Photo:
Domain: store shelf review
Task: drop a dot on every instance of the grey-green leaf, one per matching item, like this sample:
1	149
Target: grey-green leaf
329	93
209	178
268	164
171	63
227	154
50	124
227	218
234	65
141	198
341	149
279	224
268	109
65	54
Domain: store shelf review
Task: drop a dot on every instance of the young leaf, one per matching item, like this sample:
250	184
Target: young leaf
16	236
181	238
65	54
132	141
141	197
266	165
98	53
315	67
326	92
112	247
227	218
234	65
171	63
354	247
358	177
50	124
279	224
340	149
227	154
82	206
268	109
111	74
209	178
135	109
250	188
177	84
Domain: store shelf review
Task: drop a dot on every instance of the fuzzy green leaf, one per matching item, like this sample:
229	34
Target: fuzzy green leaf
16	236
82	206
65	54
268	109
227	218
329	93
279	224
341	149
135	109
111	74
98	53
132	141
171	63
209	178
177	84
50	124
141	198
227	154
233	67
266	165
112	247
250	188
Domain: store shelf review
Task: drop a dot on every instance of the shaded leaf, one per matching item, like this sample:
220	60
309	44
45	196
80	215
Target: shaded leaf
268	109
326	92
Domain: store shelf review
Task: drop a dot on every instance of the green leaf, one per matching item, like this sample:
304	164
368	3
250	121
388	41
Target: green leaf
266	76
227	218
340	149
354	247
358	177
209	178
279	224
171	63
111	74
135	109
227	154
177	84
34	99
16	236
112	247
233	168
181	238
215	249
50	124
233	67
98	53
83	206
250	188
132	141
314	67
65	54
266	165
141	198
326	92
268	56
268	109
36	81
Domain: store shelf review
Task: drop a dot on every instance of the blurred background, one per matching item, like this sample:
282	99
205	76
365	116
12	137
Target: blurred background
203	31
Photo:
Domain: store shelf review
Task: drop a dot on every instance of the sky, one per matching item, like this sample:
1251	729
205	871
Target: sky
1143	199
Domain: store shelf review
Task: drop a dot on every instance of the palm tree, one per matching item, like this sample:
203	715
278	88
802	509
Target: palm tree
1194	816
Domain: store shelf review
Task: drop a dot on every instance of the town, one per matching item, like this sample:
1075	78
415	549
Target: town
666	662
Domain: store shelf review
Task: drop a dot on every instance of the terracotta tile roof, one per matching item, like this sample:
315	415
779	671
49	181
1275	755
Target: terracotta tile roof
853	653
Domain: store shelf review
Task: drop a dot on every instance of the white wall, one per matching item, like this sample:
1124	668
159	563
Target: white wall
•••••
Written task: Which lines above contain the word "grey"? Copy out each one of them.

Reply:
Task: drop a dot on every instance of the grey-green leaf, one per matching item, like this sample:
Target: grey-green leaf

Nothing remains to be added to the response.